EXERCISE INSTRUCTIONS: State how many lines in the entries below hold the word "player", with nothing besides the number.

Segmentation mask data
----
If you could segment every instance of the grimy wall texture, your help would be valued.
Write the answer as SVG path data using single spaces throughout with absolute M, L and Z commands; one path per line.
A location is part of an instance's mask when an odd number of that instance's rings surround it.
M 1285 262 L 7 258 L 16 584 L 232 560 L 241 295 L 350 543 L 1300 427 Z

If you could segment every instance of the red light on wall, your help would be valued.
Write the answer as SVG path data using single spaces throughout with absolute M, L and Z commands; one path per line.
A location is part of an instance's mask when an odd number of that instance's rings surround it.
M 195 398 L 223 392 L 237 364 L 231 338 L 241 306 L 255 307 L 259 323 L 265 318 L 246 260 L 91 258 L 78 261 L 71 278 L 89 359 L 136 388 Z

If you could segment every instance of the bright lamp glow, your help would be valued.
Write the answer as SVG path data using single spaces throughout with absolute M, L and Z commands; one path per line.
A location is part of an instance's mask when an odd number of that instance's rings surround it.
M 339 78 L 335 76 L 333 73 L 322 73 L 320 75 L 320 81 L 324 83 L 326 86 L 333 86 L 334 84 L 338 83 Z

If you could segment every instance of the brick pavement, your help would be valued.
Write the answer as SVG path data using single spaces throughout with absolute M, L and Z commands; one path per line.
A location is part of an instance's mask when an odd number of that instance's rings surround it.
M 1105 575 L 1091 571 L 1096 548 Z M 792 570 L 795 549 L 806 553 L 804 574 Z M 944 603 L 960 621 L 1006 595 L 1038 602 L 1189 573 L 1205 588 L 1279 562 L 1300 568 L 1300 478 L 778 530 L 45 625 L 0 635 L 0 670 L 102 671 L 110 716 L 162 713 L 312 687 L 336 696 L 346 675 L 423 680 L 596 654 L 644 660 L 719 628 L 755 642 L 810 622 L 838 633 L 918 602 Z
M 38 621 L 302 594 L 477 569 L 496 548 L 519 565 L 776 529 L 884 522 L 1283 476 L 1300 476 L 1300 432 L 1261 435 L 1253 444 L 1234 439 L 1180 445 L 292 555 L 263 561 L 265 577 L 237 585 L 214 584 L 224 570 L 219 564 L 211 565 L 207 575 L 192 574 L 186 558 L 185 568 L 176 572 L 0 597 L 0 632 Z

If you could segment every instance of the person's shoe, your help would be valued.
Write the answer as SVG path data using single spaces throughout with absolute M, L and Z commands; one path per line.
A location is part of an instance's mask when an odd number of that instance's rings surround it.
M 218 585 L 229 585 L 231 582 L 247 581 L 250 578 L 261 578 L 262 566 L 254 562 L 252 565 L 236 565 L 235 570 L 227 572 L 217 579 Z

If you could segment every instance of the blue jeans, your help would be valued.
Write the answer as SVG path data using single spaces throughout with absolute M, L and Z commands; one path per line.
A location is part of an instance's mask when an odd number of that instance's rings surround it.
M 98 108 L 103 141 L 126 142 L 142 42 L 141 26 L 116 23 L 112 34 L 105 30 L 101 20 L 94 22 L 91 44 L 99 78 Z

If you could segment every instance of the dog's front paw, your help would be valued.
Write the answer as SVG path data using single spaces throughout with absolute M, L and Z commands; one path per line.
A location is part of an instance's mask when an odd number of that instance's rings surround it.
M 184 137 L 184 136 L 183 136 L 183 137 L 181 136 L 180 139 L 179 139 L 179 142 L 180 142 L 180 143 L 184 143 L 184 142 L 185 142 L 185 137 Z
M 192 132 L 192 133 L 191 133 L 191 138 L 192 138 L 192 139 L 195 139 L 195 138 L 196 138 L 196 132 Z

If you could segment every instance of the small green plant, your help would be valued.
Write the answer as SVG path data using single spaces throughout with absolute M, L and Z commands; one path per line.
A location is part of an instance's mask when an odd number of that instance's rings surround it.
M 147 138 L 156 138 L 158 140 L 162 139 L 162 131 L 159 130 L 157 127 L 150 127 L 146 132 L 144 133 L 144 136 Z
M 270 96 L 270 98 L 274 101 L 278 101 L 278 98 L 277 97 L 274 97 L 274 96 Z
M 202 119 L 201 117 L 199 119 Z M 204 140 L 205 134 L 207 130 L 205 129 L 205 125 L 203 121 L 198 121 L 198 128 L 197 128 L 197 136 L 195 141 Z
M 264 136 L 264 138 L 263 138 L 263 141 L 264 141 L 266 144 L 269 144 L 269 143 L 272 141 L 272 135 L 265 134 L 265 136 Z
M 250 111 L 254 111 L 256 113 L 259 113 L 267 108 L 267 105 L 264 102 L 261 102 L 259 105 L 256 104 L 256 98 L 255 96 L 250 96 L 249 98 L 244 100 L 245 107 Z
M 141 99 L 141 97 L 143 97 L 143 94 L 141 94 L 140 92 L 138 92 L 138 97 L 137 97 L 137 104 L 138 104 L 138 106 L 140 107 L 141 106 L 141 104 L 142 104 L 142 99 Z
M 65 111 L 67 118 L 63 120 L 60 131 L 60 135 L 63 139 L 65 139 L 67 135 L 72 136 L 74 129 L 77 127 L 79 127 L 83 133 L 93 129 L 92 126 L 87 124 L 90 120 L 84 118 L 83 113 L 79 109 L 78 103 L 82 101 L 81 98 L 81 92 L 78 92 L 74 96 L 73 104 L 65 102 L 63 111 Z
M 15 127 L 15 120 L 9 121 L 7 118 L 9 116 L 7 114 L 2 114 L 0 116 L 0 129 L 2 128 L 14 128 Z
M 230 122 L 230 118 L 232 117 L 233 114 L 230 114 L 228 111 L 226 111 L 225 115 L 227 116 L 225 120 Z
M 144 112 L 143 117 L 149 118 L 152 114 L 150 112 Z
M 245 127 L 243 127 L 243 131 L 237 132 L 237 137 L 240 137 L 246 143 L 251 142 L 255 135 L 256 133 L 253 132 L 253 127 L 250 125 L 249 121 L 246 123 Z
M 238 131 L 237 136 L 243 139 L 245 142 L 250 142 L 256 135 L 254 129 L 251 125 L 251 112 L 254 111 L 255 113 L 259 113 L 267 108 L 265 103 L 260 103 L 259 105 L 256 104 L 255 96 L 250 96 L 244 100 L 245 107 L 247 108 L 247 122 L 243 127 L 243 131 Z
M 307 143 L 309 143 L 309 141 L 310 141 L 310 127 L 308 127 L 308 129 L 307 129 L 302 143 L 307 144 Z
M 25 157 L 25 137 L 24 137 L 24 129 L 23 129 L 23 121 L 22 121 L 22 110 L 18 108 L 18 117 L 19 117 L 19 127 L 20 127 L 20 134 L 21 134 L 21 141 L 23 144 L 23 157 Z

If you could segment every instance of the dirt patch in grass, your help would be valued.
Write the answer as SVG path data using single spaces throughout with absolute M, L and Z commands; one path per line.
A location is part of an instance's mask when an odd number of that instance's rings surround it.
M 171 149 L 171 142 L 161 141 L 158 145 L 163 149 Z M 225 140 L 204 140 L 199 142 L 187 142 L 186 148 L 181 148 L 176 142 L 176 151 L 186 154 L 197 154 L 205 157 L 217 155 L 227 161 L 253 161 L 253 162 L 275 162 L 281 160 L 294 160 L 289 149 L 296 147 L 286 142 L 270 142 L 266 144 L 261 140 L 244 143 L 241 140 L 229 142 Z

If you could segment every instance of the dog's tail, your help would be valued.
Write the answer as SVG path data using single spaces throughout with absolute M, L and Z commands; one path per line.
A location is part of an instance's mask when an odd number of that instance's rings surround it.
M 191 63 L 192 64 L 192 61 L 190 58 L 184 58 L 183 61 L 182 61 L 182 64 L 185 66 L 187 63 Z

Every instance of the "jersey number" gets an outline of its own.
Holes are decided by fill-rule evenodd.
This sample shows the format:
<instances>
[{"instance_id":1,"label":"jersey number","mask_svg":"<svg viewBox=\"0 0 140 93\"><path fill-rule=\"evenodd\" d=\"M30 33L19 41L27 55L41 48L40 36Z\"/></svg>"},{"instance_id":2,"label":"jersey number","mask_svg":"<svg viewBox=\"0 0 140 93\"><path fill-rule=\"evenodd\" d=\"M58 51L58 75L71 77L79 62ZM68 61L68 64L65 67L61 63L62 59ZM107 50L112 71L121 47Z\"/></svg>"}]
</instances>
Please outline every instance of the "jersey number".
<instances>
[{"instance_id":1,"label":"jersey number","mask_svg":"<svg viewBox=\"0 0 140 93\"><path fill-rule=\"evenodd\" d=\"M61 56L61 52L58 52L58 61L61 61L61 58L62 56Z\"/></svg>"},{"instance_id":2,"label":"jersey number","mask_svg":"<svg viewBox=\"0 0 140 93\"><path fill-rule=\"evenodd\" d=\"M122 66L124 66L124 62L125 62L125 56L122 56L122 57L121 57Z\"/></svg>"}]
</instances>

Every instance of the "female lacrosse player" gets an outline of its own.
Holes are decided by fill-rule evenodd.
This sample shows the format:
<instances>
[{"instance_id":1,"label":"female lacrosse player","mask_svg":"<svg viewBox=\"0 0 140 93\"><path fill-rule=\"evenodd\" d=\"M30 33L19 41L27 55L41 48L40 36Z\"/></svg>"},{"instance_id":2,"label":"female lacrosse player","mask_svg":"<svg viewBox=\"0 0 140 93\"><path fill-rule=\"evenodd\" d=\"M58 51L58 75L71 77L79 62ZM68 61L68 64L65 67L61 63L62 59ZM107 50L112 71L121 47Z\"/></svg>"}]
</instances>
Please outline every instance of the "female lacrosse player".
----
OUTPUT OF THE TASK: 3